Material provided |
■ ■ ■ ■

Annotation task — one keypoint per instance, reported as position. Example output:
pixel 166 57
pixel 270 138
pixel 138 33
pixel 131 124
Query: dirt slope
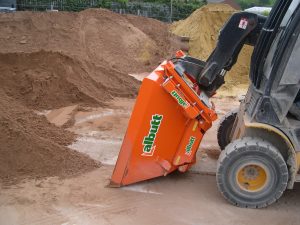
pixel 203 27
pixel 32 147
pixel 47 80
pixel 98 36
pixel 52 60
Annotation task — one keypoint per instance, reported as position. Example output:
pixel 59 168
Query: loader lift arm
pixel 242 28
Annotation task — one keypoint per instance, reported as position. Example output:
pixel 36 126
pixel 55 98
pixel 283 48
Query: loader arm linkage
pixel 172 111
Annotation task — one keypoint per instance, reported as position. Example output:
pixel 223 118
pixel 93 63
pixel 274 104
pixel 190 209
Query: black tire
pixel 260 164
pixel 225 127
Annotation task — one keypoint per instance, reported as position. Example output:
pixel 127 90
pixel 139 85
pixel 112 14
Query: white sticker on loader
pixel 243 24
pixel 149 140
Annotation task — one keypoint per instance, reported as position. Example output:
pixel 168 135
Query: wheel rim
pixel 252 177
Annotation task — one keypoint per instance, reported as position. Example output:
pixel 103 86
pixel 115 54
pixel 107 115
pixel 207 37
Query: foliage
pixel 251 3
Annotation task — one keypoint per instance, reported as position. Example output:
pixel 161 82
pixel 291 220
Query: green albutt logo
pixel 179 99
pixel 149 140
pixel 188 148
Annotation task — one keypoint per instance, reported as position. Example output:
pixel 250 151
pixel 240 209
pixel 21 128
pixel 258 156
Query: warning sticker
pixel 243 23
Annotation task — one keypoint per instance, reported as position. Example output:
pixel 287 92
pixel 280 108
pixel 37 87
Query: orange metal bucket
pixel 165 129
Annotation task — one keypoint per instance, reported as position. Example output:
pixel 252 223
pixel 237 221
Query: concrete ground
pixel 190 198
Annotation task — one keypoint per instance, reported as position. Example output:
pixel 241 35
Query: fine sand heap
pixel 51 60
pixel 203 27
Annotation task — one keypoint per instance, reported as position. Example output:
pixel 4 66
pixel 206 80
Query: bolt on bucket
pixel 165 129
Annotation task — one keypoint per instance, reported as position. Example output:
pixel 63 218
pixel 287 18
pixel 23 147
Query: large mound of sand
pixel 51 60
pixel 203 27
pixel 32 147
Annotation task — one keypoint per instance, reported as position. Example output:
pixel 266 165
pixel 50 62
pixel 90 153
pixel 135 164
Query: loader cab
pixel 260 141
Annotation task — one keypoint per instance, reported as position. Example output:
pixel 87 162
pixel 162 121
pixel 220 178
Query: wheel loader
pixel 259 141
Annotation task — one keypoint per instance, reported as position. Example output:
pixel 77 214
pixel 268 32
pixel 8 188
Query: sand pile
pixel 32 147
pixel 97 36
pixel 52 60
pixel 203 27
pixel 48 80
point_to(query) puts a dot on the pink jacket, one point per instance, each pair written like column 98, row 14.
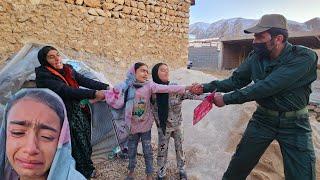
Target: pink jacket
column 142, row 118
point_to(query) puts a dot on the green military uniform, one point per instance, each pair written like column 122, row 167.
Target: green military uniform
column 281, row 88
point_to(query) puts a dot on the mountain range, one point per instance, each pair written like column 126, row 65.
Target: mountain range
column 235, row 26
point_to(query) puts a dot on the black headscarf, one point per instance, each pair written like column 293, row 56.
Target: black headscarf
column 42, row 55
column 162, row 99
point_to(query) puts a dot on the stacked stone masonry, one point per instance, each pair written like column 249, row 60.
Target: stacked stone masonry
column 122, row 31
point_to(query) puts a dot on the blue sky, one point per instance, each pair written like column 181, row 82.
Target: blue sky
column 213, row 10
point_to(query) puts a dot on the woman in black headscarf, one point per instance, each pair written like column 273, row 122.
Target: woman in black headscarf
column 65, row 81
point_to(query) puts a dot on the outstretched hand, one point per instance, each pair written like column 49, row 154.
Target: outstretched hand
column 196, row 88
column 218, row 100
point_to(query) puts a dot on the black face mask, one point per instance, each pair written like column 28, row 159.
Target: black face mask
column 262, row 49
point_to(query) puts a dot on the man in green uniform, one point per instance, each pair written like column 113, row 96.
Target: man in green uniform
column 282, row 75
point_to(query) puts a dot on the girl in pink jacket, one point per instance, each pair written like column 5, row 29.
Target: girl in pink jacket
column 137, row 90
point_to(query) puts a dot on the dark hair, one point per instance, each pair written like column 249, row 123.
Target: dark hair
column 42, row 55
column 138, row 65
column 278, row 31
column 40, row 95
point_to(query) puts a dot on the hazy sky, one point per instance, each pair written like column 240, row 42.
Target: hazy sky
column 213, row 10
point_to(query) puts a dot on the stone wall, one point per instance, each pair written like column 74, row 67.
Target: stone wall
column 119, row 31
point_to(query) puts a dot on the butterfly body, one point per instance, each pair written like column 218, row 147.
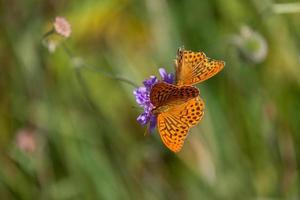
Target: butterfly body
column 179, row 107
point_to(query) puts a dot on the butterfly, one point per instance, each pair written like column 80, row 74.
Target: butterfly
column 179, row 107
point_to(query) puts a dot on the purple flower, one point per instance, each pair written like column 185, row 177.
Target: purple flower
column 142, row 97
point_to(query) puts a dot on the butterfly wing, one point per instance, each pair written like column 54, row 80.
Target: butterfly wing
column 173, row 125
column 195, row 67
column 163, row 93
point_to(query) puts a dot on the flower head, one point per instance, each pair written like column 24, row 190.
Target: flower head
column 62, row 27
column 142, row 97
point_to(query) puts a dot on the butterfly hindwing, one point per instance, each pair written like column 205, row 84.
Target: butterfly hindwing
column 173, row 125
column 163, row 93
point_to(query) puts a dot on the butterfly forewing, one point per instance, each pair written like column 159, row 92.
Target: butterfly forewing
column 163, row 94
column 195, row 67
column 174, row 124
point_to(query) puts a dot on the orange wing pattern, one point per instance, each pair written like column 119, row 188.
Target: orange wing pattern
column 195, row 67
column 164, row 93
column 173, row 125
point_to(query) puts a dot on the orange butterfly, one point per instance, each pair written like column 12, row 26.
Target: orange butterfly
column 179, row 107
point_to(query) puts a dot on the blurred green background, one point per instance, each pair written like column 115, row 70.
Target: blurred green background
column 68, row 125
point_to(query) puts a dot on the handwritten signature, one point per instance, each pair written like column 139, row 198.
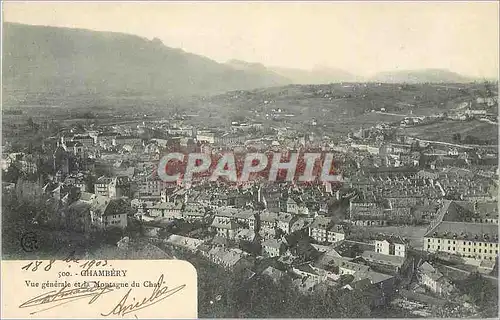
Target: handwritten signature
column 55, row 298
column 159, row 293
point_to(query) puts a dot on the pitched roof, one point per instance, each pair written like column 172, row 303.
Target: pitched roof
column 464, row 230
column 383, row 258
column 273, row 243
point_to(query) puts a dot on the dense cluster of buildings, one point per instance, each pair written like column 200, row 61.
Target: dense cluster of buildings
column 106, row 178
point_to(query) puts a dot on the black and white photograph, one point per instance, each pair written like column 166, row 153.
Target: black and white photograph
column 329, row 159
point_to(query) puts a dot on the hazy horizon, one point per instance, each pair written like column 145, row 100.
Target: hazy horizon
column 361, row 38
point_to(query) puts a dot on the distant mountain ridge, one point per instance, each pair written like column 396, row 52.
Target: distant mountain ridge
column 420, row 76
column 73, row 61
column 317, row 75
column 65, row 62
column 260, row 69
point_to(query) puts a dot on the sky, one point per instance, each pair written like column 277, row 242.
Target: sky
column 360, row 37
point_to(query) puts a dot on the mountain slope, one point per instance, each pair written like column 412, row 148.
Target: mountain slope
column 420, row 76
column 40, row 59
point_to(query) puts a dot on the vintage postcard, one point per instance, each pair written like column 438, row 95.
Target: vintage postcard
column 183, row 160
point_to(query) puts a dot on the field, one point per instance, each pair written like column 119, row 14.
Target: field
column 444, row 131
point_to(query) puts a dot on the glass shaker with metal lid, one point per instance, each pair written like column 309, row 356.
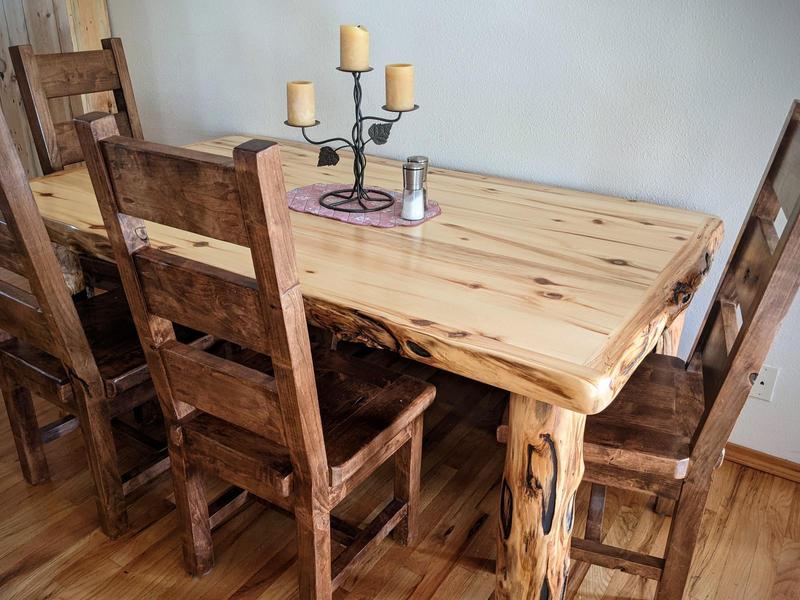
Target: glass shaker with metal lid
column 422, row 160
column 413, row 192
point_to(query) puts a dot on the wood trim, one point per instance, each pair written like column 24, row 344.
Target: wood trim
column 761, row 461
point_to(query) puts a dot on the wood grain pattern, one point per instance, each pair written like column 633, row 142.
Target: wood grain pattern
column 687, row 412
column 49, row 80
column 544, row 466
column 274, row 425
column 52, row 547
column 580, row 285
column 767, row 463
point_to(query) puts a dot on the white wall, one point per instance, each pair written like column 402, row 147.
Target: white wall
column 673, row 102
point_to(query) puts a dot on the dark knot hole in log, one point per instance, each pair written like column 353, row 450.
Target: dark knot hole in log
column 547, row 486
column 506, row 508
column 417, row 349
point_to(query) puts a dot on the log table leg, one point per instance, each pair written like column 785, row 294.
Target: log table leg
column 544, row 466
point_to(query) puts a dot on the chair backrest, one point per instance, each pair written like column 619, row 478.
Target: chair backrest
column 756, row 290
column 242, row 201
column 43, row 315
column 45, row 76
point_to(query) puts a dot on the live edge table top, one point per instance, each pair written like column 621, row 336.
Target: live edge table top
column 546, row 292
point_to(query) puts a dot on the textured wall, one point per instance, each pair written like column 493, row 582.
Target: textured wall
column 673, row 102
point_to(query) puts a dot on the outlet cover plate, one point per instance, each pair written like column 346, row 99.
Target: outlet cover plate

■ ■ ■ ■

Given the data above, transcribe exactly the lines from the one containing "point_to(query) puts a dot on the butterfly wing, one" down to the one containing "point_to(query) puts a dot on the blurred", and no others.

Solution to this task |
point_to(query) puts a dot on the butterfly wing, one point per instance, each pair written like column 54, row 80.
Target: butterfly wing
column 173, row 125
column 195, row 67
column 163, row 93
point_to(query) puts a dot on the flower head, one point per instance, each pair written like column 24, row 190.
Target: flower head
column 62, row 27
column 142, row 97
point_to(query) puts a dot on the butterfly hindwing, one point per instance, each pair written like column 205, row 84.
Target: butterfly hindwing
column 173, row 125
column 163, row 93
point_to(query) puts a dot on the butterfly forewing, one point per instance, each pair written like column 159, row 92.
Target: butterfly forewing
column 163, row 94
column 195, row 67
column 174, row 124
point_to(query) puts a dot on the orange wing pattern, one point per instance, each pair written like column 119, row 188.
Target: orange wing pattern
column 195, row 67
column 164, row 93
column 173, row 125
point_to(query) puts a dot on the orange butterfly, one point per instance, each pair written like column 12, row 26.
Target: orange butterfly
column 179, row 107
point_to(query) puts a dot on the blurred green background, one point per instance, each pair written like column 115, row 70.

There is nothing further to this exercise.